• _What you are asked to do_
All of the data must be output without alteration.
(Data to examine begins)
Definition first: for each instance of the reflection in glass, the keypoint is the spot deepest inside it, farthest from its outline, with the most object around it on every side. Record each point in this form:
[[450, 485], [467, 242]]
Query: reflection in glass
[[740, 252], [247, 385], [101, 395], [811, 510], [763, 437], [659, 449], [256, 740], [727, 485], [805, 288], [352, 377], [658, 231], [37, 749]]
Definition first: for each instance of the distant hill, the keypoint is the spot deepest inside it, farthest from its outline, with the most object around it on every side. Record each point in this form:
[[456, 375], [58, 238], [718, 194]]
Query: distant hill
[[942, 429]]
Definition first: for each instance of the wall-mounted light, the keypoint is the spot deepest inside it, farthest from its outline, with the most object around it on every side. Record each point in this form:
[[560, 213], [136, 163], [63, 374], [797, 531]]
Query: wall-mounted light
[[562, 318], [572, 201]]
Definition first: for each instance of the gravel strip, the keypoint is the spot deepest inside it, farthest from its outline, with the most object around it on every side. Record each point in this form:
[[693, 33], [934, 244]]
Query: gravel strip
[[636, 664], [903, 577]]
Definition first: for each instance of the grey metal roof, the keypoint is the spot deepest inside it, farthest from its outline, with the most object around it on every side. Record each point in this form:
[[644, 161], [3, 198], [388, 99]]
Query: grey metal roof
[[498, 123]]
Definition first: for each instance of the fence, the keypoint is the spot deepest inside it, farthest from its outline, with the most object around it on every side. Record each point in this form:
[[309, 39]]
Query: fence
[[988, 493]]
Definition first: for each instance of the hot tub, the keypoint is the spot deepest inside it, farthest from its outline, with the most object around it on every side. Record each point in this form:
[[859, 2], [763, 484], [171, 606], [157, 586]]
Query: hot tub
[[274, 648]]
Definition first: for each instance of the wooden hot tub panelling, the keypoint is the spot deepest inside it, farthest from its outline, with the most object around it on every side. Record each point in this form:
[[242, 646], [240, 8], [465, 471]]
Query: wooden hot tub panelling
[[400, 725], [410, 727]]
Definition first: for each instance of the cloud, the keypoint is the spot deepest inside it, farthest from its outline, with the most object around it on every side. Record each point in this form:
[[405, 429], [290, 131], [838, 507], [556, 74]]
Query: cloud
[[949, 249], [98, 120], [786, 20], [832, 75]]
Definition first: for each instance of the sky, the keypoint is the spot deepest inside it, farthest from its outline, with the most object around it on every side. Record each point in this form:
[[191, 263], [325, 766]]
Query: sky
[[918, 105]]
(Data to examine ends)
• _Exercise solution_
Definition first: for each instance of the reflection in glass, the keypoint is the spot deepest inside it, farthest from its outline, with the most object around it on every side. Record each point in this form:
[[450, 485], [467, 242]]
Query: reflection in glass
[[740, 252], [247, 385], [101, 395], [811, 510], [763, 437], [659, 449], [256, 740], [727, 485], [805, 288], [352, 377], [658, 231], [37, 749]]
Definition first: for each instance of the distant hill, the keypoint is the spot deepest inside it, farthest from its outline, with the most object around it on every side. Record each point in this form:
[[456, 375], [58, 238], [718, 194]]
Query: distant hill
[[942, 429]]
Definition first: for each instance of the wall-mounted light, the keypoint is the spot deepest inside it, farthest from its outline, with the most object around it on every side. Record each point in this form:
[[560, 213], [136, 163], [63, 374], [797, 531]]
Query: wall-mounted light
[[562, 318], [572, 201]]
Definition first: for each instance of the gravel strip, the keypoint is the spot deepest inside it, farthest from its outline, with the most object around it on every side. Record each point in this form:
[[693, 33], [934, 244]]
Query: gravel strip
[[636, 664], [903, 577]]
Definition first: for each instance of the grey metal roof, the keypoint is the spot deepest inside it, farthest from its outline, with the most object around it on every side. Record each point in this form:
[[644, 161], [3, 198], [388, 99]]
Query: grey metal roof
[[498, 123]]
Definition first: for each instance of the fence, the keypoint is the spot deepest inside it, farthest from its outline, with the most object around it on every side. Record each point in this form:
[[309, 39]]
Query: fence
[[988, 493]]
Definition first: for each instance of the hot tub, the keypoint is the spot deepest inside it, farthest from its outline, with the most object around it on every side. Record each point in this form:
[[859, 2], [763, 484], [171, 606], [157, 586]]
Query: hot tub
[[274, 648]]
Definition first: for each instance of the wooden hot tub panelling, the keypoint is the spot deepest inside it, farthest from its outline, with the most object around it on every side. Record each point in this form:
[[242, 646], [240, 8], [465, 471]]
Query: wooden hot tub panelling
[[400, 725], [410, 727]]
Definition first: for each instance of the cloud, the keypoint is the spot deepest inside it, farthest from its outline, with the most object around it on every side. Record each point in this form:
[[405, 429], [290, 131], [838, 507], [556, 74]]
Query: cloud
[[949, 249], [98, 120], [786, 20], [832, 75]]
Definition first: for each instance of the sky, the keypoint is the spot deepest inside it, farthest from its outline, with the most object around it on every side. Record each point in this form:
[[191, 263], [325, 766]]
Query: sky
[[918, 105]]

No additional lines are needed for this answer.